### PROVIDED TEXT

──────────

The things I listed that I would no longer do I had been doing for her for the previous year, even though 6 months of that I couldn’t work and spent the rest of my time in bed with the RA.

This is what I had written up – it’s close to what I said though I don’t remember what came out of my mouth exactly. Because she had another Para suicidal incident before I was able to talk to her, her dad was actually in town and was present for the conversation as was another close friend of ours.

In order to get and keep myself healthy physically and emotionally I need to make some changes in my life.

Part of the changes I need to make are what I can and can’t do for you, these will help me with both states of my health.

I will no longer take you to the ER if there is even a chance there will be a psych evaluation.
I will no longer be the person you call when you’re in a crisis and the conversation is about how nothing works and you give up.
I will no longer come visit you if you’re hospitalized for a "mental health" issue.

──────────

### YOUR OBJECTIVE
Reproduce the passage from "The things I" up to and including "in my life.".

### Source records
──────────

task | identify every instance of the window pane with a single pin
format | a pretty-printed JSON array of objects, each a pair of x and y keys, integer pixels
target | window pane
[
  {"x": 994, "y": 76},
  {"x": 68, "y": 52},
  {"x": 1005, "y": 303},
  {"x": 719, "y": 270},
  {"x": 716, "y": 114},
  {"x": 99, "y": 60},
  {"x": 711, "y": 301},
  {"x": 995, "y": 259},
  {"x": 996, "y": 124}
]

──────────

### EXERCISE RESPONSE
The things I listed that I would no longer do I had been doing for her for the previous year, even though 6 months of that I couldn’t work and spent the rest of my time in bed with the RA.

This is what I had written up – it’s close to what I said though I don’t remember what came out of my mouth exactly. Because she had another Para suicidal incident before I was able to talk to her, her dad was actually in town and was present for the conversation as was another close friend of ours.

In order to get and keep myself healthy physically and emotionally I need to make some changes in my life.